■ RECORDS FOR PROCESSING:

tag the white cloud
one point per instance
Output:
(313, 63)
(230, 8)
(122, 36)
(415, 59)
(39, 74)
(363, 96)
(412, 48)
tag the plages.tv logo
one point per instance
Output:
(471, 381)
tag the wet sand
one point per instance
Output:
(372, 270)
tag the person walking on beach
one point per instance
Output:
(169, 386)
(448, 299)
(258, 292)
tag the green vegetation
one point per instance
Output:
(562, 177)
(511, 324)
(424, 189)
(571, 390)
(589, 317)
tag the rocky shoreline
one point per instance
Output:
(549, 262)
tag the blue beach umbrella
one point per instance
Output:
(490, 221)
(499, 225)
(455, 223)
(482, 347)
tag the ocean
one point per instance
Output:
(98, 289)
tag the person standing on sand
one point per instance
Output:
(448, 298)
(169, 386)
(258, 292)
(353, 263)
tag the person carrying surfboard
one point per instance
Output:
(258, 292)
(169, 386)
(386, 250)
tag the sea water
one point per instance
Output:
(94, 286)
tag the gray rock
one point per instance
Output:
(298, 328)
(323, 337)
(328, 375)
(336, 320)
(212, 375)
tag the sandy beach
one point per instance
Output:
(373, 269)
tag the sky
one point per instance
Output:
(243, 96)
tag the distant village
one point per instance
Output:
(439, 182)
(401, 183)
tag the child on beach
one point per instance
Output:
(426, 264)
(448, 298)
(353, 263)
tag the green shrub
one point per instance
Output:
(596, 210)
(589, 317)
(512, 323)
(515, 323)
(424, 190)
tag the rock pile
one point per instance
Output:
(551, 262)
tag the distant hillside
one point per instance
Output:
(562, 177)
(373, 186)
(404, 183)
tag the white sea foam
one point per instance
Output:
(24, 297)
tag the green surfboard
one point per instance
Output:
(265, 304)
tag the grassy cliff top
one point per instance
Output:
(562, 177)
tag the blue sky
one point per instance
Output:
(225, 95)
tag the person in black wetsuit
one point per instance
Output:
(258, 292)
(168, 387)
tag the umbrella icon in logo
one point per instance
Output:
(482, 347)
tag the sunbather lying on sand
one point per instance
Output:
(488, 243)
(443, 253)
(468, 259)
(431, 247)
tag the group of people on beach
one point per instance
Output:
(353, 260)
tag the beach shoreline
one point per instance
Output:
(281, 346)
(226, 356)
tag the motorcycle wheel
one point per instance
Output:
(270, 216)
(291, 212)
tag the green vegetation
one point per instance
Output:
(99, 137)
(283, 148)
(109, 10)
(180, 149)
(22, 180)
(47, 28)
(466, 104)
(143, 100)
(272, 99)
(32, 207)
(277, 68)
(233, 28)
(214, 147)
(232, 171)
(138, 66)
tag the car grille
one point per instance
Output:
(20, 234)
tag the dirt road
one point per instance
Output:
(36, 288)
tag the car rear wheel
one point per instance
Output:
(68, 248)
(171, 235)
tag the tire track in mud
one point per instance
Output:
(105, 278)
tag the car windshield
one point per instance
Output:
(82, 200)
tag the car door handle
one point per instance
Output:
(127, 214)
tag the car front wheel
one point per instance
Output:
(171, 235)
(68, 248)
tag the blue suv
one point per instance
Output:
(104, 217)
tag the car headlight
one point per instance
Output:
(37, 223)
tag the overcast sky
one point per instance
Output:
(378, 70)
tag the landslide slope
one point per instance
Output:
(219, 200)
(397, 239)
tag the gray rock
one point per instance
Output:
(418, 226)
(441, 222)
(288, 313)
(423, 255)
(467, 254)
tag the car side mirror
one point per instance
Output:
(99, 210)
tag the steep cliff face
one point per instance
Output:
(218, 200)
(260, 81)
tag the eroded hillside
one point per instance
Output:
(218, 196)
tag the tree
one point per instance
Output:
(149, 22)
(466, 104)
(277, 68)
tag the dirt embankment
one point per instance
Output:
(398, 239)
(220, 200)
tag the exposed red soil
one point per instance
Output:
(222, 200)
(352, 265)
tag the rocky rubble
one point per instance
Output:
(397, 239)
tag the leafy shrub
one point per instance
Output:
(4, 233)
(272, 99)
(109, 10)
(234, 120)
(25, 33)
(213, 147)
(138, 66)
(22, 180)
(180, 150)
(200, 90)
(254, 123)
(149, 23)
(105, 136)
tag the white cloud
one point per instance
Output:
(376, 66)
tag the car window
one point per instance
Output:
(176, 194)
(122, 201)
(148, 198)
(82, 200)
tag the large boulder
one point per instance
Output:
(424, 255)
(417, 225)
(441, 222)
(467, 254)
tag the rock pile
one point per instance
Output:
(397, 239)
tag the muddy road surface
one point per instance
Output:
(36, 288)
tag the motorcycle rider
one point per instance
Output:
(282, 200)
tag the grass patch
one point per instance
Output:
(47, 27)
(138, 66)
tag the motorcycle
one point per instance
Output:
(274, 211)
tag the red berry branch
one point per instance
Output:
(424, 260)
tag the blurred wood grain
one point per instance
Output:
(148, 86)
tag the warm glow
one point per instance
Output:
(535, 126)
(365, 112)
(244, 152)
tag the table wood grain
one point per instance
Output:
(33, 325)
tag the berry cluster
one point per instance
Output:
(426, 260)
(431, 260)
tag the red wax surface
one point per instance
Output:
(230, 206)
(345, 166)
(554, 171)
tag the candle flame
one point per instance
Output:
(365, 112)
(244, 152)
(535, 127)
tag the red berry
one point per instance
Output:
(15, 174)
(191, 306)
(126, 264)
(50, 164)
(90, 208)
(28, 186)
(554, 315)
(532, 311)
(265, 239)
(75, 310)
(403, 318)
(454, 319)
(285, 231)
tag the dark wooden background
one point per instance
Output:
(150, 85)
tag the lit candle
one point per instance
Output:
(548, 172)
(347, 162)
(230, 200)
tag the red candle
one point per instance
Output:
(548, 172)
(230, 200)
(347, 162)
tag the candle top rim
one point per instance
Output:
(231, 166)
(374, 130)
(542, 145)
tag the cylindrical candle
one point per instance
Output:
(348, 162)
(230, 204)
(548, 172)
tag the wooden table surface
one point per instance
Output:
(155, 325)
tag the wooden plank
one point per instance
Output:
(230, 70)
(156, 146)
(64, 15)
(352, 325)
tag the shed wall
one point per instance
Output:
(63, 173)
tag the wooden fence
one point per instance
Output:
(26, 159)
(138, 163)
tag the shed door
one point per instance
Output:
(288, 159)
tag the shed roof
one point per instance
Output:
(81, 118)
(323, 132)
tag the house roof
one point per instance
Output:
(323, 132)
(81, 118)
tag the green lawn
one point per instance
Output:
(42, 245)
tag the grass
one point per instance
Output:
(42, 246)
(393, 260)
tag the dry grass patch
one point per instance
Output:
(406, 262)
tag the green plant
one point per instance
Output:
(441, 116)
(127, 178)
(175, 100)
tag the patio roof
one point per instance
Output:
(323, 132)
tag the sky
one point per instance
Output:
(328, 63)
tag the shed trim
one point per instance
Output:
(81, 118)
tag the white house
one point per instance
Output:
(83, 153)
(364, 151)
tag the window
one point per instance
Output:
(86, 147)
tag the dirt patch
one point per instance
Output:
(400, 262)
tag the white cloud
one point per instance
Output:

■ TASK DIRECTIONS: Lines of the listing above that hold the string "surfboard" should each be copied.

■ FINAL ANSWER:
tag the person carrying surfboard
tag the green surfboard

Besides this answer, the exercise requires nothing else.